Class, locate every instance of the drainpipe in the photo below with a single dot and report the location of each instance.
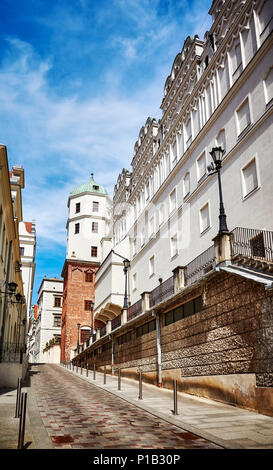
(5, 303)
(158, 346)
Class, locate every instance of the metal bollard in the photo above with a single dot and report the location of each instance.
(140, 385)
(119, 380)
(175, 410)
(19, 386)
(21, 435)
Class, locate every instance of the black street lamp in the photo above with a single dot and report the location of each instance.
(215, 167)
(78, 342)
(91, 318)
(126, 264)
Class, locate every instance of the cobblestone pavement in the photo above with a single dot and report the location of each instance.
(79, 415)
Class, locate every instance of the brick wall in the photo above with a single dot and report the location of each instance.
(76, 291)
(224, 352)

+===+

_REQUIRED WORK:_ Could you copy every item above word for word, leaving the pictures out?

_FINISHED TASK:_
Class, locate every instance of the drainpipe in the photo below with a single dot and report the location of each instance.
(5, 303)
(158, 346)
Class, locate every instance of the metal bollard in the photo above with a single dot and report the location of each instance.
(140, 385)
(119, 380)
(175, 410)
(19, 386)
(21, 435)
Class, locate every instance of the black street lamp in the photo above with a single dot and report the location of each instance.
(215, 167)
(78, 342)
(91, 318)
(126, 264)
Class, locate every instance of the cobblestone pavement in the photo above with a single dot and report the location of each instance.
(79, 415)
Class, locate every instance of the brick wall in the photo above with a single dot and report the location of each instance.
(76, 291)
(224, 352)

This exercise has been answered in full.